| Coordinate annotation entries |
"""

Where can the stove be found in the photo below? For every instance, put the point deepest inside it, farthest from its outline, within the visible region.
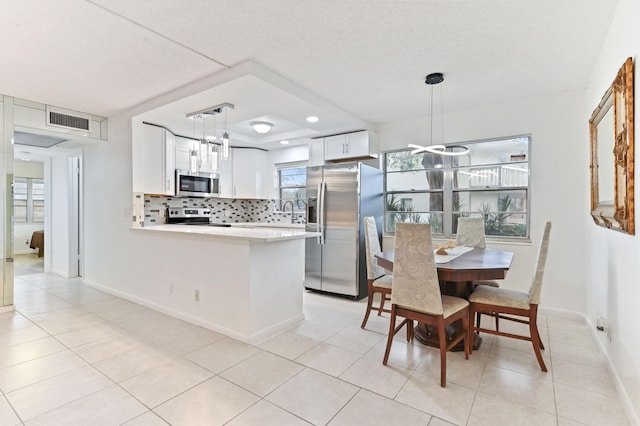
(191, 216)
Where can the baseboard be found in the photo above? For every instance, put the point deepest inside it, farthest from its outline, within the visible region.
(4, 309)
(254, 339)
(562, 313)
(622, 392)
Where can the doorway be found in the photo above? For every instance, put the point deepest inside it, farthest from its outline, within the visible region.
(52, 199)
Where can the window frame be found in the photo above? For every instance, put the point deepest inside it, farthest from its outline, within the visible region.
(288, 166)
(448, 190)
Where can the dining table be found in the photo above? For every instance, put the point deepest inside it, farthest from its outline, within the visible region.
(456, 278)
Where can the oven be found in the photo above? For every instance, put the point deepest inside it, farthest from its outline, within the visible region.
(197, 184)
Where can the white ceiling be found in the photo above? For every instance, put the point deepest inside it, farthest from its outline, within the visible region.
(362, 62)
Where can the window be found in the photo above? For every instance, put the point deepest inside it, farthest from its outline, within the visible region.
(28, 200)
(492, 182)
(293, 185)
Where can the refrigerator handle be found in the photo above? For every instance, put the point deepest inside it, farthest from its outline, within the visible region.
(321, 190)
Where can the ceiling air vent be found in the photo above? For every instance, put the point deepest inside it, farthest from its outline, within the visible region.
(67, 119)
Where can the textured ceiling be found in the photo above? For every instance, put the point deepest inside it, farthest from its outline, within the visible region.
(369, 57)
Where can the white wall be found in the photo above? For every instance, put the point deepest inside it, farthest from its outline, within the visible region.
(559, 188)
(612, 267)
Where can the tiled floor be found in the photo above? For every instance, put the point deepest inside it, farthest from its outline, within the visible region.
(73, 355)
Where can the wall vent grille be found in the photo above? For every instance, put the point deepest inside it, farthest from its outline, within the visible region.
(64, 120)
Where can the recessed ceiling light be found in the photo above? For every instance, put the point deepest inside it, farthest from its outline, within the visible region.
(261, 127)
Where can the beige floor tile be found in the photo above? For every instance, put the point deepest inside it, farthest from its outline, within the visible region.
(589, 408)
(519, 388)
(162, 383)
(264, 413)
(488, 410)
(576, 354)
(356, 339)
(461, 371)
(567, 422)
(11, 321)
(452, 403)
(317, 329)
(8, 417)
(289, 345)
(435, 421)
(147, 419)
(367, 408)
(222, 354)
(36, 399)
(30, 372)
(23, 335)
(188, 340)
(402, 354)
(213, 402)
(27, 351)
(313, 396)
(106, 348)
(329, 359)
(262, 373)
(575, 336)
(90, 333)
(589, 378)
(132, 363)
(370, 374)
(110, 406)
(519, 361)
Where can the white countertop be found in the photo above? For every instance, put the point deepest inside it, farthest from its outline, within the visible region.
(264, 232)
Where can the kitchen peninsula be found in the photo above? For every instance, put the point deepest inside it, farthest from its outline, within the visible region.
(242, 281)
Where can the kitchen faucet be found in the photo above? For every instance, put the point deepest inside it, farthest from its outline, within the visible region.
(284, 207)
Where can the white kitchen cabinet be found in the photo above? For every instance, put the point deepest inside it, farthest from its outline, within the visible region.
(158, 161)
(250, 173)
(316, 153)
(225, 172)
(184, 146)
(356, 145)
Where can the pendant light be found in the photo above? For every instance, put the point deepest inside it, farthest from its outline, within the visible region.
(225, 139)
(213, 148)
(193, 154)
(449, 150)
(225, 136)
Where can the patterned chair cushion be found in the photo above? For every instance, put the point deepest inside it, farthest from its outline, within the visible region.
(500, 296)
(384, 281)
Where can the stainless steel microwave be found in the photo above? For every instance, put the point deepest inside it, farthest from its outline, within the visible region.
(197, 185)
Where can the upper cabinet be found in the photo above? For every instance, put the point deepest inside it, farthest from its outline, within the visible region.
(184, 146)
(316, 153)
(350, 146)
(156, 160)
(250, 173)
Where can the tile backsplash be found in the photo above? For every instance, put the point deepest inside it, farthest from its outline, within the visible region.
(223, 210)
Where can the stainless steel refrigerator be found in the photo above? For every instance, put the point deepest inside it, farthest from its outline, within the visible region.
(339, 196)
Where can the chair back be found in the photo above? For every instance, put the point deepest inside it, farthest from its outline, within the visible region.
(471, 232)
(415, 278)
(536, 283)
(372, 247)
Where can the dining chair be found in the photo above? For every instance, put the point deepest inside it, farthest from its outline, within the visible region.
(416, 293)
(377, 281)
(500, 302)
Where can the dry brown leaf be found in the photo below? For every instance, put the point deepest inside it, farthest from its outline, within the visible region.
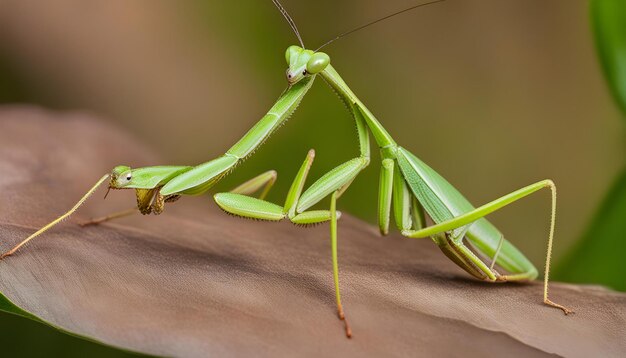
(196, 282)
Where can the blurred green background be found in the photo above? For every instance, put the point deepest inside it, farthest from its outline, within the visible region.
(492, 94)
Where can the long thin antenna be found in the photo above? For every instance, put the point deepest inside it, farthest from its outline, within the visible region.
(58, 220)
(375, 21)
(289, 20)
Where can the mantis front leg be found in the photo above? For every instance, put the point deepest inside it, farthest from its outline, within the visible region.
(149, 202)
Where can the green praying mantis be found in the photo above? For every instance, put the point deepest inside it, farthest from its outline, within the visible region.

"""

Copy every record above exactly, leaving out the pictures.

| The reply |
Where can the stove be found in the photo below? For every instance, put the point deepest inside it, farthest from its outline, within the visible region.
(191, 216)
Where can the baseboard be found in the photo above? For every instance, put the point deepest inside it, farthest from its outline, within the visible region.
(4, 309)
(254, 339)
(562, 313)
(622, 392)
Where can the doorway be found in the photo above? For every instance, put the point deepest inside it, farthest from its outline, within the visible region.
(52, 199)
Where can the window frame be found in the photo above? For every instance, put the point deepest inside it, farthest from its outline, within the visible region.
(288, 166)
(448, 190)
Where can the dining table be found in the photo above? For every instance, put the point deepest inside it, farthest from its outline, within the visible region.
(456, 278)
Where can the oven be found in the photo above? For every instance, put the point deepest inside it, farthest from its outline, within the visible region.
(197, 184)
Where can the white ceiling be found in the photo above? For every instance, put the point deepest inside it, farthest from its outline, within the visible region.
(362, 62)
Where can the window be found in the photo above? For every instance, put the point deepest inside it, farthest from its outline, within the visible region.
(28, 200)
(492, 182)
(293, 185)
Where can the refrigerator handle be found in the photo above? For every instance, put the point deepest inside it, farthest from its outline, within the visible region.
(321, 190)
Where can the ceiling air vent be found in the photo above? For every instance, put the point deepest inside it, farthest from its outline, within the visible region.
(67, 119)
Where can the textured ceiling be found in the photo above? For every instance, put the point deepest inside it, farthest from its outline, within the visible region.
(369, 57)
Where can the white wall be found in the photo above? For every instance, put the point deepest inside it, farthest from its outline, within the visible region.
(559, 188)
(612, 267)
Where can the tiled floor be found in the photo above? For every instance, put the point deepest inside it, farthest from its outline, within the visible region.
(73, 355)
Where can the wall vent grille be found in the photo above? For every instance, put the point deepest inside it, farthest from its outline, within the visible region.
(64, 120)
Where can the recessed ceiling light be found in the photo above? For every instance, put the point deepest inside it, farthest from its outline, within the visible region.
(261, 127)
Where can the beige floor tile be found in the photo above? For every instance, put the point deepest inside it, farthest from its outline, within the visible region.
(589, 408)
(519, 388)
(162, 383)
(264, 413)
(488, 410)
(576, 354)
(356, 339)
(461, 371)
(567, 422)
(11, 321)
(452, 403)
(317, 329)
(8, 417)
(289, 345)
(435, 421)
(147, 419)
(367, 408)
(222, 354)
(36, 399)
(30, 372)
(23, 335)
(188, 340)
(402, 354)
(213, 402)
(27, 351)
(313, 396)
(106, 348)
(329, 359)
(262, 373)
(575, 336)
(90, 333)
(589, 378)
(132, 363)
(370, 374)
(110, 406)
(519, 361)
Where can the white countertop be found in the photo above? For every instance, put the point deepest inside it, farthest from its outline, within the visible region.
(264, 232)
Where can the kitchen peninsula be found in the photo above? For every instance, put the point deepest inside it, farthest from its outline, within the visible region.
(242, 281)
Where can the kitchen faucet be found in the photo above? For every instance, put the point deepest inside it, farthest from its outline, within the visible region.
(284, 207)
Where can the white kitchen cabinet be found in the photo above? For every instance, put the point deepest inside it, farthest from its outline, within the visible region.
(158, 161)
(250, 173)
(316, 153)
(225, 172)
(184, 146)
(356, 145)
Where can the pendant light be found in the photo above? For every instance, put the point deepest inside it, farthest from its outline, within the visible region.
(225, 139)
(213, 148)
(193, 154)
(449, 150)
(225, 136)
Where can the patterned chair cushion be found in the photo above? For every instance, put the point deepest inside it, farthest from its outline, within the visible region.
(500, 296)
(384, 281)
Where can the stainless steel microwave be found in the photo above? For every instance, put the point deepest inside it, farthest from its outline, within the visible region.
(197, 185)
Where can the upper cabinet be found in the photo above? For every instance, put the point deepest inside it, farthest from its outline, within the visible region.
(184, 146)
(316, 153)
(350, 146)
(156, 160)
(250, 173)
Where can the tile backsplash be found in the photo above? For every instance, put the point deepest inside it, farthest from its outline, within the visible region.
(223, 210)
Where can the stainless steel refrigerator be found in the photo above? For every instance, put the point deepest inside it, farthest from its outline, within the visible region.
(339, 196)
Where can the chair back be found in the photo above? For every instance, put the point deepest inside it, farthest from its outline, within the visible region.
(471, 232)
(415, 278)
(536, 283)
(372, 247)
Where can the dining chair be found in the photo above? For every instance, put the point deepest inside it, farthest from its outline, within the visible region.
(416, 293)
(377, 281)
(500, 302)
Where can the dry brown leaf be found in the photo below? For every instance, put the point deepest inside it, farthest from its outline, within the visible region.
(196, 282)
Where can the blurred green background be found in the photo above? For every instance, put the point deepest inside it, farthest from its outline, within the visible region.
(492, 94)
Where can the long thin antenna be found in the photo above? For every instance, put the point deepest inside it, farthest from its outline, within the visible region.
(58, 220)
(375, 21)
(289, 20)
Where can the mantis front leg be found in the photo above? For every instance, put the point deepest inside it, farthest from its outline, within the visible region.
(149, 202)
Where can the green praying mantis be found in the photo above? For every instance, put the point deepest inside it, farthest from its outline, within the visible region.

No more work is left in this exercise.